YOUR INSTRUCTIONS: Locate each line in the material below that contains the word "hair" and copy those lines out. Case counts, so a match must have the same capitalization.
• • • •
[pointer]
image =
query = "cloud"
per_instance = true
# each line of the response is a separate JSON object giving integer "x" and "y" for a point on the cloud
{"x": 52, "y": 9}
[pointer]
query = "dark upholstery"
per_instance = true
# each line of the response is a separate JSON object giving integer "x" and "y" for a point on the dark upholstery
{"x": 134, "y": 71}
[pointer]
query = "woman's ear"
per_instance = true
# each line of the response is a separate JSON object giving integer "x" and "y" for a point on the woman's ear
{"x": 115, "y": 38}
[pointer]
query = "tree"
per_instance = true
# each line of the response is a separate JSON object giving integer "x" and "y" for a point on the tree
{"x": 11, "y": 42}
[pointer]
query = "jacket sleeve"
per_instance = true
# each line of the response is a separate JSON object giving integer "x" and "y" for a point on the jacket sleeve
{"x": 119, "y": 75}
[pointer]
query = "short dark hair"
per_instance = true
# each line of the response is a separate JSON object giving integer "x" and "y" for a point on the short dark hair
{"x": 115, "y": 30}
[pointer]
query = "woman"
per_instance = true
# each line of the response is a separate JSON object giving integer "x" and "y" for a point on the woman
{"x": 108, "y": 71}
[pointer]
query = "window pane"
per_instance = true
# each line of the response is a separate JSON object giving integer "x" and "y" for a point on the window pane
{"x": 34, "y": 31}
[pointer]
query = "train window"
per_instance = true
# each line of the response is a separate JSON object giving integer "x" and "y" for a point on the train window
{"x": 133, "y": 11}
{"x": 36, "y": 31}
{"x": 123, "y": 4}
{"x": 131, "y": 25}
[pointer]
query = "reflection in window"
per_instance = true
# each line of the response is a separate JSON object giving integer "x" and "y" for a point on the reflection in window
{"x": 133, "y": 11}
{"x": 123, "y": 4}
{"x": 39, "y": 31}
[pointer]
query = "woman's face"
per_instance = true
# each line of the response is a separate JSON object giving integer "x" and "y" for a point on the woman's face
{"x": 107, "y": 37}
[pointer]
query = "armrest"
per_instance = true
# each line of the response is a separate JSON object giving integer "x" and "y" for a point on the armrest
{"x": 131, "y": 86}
• • • •
ANSWER TO THE TASK:
query = "short dark hair"
# each line of the response is a separate JSON object giving integer "x" and "y" for a point on the short dark hair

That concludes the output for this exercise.